▶ _TASKS TO PERFORM_:
a) From the cartilage digestion protocol, list the names of the four groups formed for the Tris and collagenase incubation.
b) Reproduce the part of the cartilage digestion protocol that begins at the words "Next, the tryp" and stops after "underwent MRI scanning.", substituting "immersed" for every instance of "incubated".

▶ _DOCUMENT SEGMENT_:

- - -

A total of 60 cartilage samples were harvested from five donors (four males, one female; 46.2±11.2 years old). The cartilage samples were soaked in PBS and inhibitor solutions, including E-64 (catalog no. S7379; SelleckChem, Houston, TX), 4-(2-aminoethyl)-benzenesulfonyl fluoride (AEBSF) (catalog no. S7378; SelleckChem), and Ilomastat/GM6001 (catalog no. S7157; SelleckChem) for two hours to rehydrate the samples and prevent autolysis. Samples were then rinsed in PBS solution for one hour to stop the inhibitors, weighed, and underwent baseline MR scanning. Next, 30 samples were incubated in a 3-ml 1mg/ml of trypsin-in-PBS solution (tryp group) and the remaining 30 samples were incubated in PBS at 37°C for three hours (PBS group), similar to the trypsin digestion procedure described above. After samples had cooled at room temperature for 30 minutes, samples were weighed again, and a post-digestion MR scan was performed. After scanning, samples were rinsed in PBS for one hour.

Next, the tryp group and the PBS group were divided to form four subgroups (n=15 samples each) for subsequent Tris and collagenase incubation. One tryp subgroup and one PBS subgroup were incubated in 30U/ml collagenase (30U col) (catalog no. C0773; Sigma-Aldrich) with Tris buffer solution made from 50 mM Tris buffer and 2 mM calcium acetate buffer (termed tryp+30U col and PBS+30U col groups, respectively). The remaining tryp and PBS subgroups were incubated in only Tris buffer solution at 37°C for 24 hours (tryp+Tris and PBS+Tris, respectively). Tris buffer solution will not have profound effect on PG or collagen content of cartilage. Following this incubation period, samples in all four groups were weighed for the third time and underwent MRI scanning.

A diagram of the procedure is shown in Figure 1b.

- - -

▶ _GIVEN DATA_:

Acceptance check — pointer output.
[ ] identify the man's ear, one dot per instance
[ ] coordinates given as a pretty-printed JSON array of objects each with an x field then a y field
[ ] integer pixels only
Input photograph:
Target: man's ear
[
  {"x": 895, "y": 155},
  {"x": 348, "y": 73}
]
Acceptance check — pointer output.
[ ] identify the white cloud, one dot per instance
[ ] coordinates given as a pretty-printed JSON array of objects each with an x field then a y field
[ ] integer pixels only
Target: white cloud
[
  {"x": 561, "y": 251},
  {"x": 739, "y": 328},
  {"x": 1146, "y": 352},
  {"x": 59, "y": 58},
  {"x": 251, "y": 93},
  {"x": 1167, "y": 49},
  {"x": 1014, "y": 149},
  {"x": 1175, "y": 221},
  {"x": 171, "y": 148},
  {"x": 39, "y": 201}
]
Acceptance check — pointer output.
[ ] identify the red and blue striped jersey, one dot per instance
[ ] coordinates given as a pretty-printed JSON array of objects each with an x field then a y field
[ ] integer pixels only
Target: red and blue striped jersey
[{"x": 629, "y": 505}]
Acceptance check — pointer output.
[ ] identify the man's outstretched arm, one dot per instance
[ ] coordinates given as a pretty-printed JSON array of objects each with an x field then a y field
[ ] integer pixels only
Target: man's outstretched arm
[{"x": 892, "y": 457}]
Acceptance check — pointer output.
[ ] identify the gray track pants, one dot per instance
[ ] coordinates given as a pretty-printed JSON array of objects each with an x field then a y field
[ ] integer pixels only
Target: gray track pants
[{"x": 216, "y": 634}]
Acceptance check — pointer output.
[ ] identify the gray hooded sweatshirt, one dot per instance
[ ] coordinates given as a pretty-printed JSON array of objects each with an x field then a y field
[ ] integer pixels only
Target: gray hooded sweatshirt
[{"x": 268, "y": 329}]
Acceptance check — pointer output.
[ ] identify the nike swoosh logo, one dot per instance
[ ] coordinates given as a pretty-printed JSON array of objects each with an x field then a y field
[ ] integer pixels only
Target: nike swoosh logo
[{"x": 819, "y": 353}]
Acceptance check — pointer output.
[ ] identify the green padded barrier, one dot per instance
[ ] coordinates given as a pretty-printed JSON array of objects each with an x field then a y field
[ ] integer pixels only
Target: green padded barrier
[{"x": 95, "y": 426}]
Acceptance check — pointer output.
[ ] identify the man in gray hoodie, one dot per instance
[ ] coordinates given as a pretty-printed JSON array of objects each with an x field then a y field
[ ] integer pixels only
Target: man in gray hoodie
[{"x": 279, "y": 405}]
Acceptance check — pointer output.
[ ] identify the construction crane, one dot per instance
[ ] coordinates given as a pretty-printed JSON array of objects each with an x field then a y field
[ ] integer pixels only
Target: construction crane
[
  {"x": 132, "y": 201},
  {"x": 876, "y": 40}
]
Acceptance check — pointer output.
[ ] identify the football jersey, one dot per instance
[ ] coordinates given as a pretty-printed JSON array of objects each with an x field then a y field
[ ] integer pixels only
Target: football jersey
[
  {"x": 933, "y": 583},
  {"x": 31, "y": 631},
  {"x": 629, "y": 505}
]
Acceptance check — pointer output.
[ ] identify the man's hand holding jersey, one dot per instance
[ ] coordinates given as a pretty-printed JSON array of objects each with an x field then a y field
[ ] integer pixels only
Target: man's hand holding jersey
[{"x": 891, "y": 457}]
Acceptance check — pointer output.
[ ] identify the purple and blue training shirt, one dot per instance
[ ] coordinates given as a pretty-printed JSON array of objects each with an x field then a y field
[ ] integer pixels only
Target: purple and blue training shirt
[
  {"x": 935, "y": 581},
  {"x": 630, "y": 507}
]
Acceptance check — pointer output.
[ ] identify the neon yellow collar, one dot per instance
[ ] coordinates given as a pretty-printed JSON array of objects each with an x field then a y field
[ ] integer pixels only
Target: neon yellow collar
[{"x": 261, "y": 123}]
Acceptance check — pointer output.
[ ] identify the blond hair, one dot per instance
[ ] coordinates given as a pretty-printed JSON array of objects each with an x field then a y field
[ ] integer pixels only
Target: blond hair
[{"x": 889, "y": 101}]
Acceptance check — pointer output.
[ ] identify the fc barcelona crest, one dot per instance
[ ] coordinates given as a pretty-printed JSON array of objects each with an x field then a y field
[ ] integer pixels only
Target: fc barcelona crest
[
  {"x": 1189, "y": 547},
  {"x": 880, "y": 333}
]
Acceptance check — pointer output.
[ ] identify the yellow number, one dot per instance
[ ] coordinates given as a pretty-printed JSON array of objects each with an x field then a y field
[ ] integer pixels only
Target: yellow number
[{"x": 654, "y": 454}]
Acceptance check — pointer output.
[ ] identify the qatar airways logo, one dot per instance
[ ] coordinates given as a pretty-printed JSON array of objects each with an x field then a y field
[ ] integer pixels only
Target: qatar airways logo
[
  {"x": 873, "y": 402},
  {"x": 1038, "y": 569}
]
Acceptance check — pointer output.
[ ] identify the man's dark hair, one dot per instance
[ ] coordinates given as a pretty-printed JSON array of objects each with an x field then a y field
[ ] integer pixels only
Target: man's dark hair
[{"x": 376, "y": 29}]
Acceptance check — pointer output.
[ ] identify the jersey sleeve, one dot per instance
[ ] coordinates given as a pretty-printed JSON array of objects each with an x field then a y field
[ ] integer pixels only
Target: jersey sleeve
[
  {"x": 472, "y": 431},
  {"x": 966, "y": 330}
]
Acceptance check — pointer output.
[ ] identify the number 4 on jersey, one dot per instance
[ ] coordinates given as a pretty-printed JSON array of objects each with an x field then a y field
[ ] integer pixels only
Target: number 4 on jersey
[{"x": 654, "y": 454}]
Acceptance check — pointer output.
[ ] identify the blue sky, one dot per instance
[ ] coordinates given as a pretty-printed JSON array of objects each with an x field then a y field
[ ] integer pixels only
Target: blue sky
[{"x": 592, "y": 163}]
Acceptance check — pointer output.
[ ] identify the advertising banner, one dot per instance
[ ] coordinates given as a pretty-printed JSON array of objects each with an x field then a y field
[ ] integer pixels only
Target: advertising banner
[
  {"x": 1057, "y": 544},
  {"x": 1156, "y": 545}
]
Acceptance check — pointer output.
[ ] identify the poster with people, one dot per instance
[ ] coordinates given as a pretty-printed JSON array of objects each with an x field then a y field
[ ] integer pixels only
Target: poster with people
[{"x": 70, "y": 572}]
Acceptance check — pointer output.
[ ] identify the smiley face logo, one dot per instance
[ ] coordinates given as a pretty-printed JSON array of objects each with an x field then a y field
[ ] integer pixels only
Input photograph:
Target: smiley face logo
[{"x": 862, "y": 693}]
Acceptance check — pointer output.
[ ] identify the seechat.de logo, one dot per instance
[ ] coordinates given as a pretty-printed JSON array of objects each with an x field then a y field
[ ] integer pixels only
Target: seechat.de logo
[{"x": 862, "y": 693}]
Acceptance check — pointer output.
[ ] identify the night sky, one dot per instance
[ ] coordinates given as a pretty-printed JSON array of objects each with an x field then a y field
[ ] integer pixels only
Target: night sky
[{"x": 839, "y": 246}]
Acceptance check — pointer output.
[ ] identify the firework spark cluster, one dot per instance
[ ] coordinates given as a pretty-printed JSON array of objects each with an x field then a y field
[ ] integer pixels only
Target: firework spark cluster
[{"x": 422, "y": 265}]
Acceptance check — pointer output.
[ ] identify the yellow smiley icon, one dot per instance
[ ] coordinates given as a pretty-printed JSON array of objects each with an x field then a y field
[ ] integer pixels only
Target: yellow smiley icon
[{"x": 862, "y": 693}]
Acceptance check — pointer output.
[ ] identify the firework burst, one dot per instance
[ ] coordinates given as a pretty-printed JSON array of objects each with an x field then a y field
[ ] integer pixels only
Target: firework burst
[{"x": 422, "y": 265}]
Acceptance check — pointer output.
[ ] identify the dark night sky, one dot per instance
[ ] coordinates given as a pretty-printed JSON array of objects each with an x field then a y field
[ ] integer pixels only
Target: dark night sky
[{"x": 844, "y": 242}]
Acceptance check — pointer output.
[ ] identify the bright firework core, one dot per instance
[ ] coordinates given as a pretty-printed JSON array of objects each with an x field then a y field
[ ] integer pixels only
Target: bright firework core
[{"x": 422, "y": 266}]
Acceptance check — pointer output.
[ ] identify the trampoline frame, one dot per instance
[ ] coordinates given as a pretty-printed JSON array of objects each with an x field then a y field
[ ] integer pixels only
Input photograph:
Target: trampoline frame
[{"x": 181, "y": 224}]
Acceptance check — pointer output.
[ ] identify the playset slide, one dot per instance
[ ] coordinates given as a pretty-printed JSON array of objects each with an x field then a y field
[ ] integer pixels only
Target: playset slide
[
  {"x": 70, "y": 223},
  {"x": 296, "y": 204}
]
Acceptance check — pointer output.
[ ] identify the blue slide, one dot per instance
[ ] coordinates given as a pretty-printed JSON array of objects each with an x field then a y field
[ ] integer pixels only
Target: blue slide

- - -

▶ _TASK RESPONSES_:
a) tryp+30U col, PBS+30U col, tryp+Tris, PBS+Tris

b)
Next, the tryp group and the PBS group were divided to form four subgroups (n=15 samples each) for subsequent Tris and collagenase incubation. One tryp subgroup and one PBS subgroup were immersed in 30U/ml collagenase (30U col) (catalog no. C0773; Sigma-Aldrich) with Tris buffer solution made from 50 mM Tris buffer and 2 mM calcium acetate buffer (termed tryp+30U col and PBS+30U col groups, respectively). The remaining tryp and PBS subgroups were immersed in only Tris buffer solution at 37°C for 24 hours (tryp+Tris and PBS+Tris, respectively). Tris buffer solution will not have profound effect on PG or collagen content of cartilage. Following this incubation period, samples in all four groups were weighed for the third time and underwent MRI scanning.